Point annotation material:
-----
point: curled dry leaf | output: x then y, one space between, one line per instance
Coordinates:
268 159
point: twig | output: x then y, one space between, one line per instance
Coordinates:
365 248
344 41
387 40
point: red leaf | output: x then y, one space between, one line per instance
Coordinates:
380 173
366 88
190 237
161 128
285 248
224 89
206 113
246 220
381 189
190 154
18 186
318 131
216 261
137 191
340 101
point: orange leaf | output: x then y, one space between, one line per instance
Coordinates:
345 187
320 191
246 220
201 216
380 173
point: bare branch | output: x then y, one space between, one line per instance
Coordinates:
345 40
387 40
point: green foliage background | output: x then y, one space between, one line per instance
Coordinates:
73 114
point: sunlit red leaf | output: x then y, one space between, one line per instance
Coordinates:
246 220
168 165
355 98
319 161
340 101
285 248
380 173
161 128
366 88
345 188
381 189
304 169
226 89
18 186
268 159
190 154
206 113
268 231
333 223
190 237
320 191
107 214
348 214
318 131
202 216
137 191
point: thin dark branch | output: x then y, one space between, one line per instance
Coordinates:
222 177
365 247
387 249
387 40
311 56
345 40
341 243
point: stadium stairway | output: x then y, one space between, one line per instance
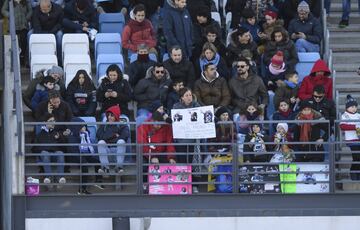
-----
▶ [AIM OF THE EXERCISE]
Can you reproduce all of the material above, requests included, adding 132 to every x and y coordinate in the answers? Leave the pictures out.

▶ [RESPONSE]
point: curled dry leaf | output: x then y, one space between, one line per instance
Coordinates:
400 291
point: twig | output: x then y, one space between, one line per instance
Coordinates:
497 380
476 173
519 172
point: red leaf | output: x then y, one space between, one line per instance
Coordinates:
512 305
498 220
322 369
293 260
417 380
356 221
338 245
378 352
513 321
322 286
150 318
450 263
348 393
269 323
472 233
point: orange leaf | output: x then y, one space between, one line per instance
Coordinates:
477 319
452 323
378 352
333 348
512 305
point: bare branch | output: x then y, one space between, one line per instance
Coordinates:
477 172
519 172
point: green foliage background | output: x then y, one space between, one line per instance
Coordinates:
205 246
point: sunlit red leaf | output: x then y, one space between, one line per instance
Coordinates:
378 352
300 297
487 230
451 293
472 233
417 380
512 305
293 260
498 220
477 320
513 321
436 301
358 221
150 318
400 291
322 286
338 245
400 363
465 355
322 369
452 323
239 346
480 346
450 263
334 348
269 323
point: thin dark branch | output: x then y, one space between, one line per instance
Coordinates:
354 309
497 379
519 381
519 172
443 188
477 172
473 375
point: stadium stairway | output: x then y, one space between, one line per instance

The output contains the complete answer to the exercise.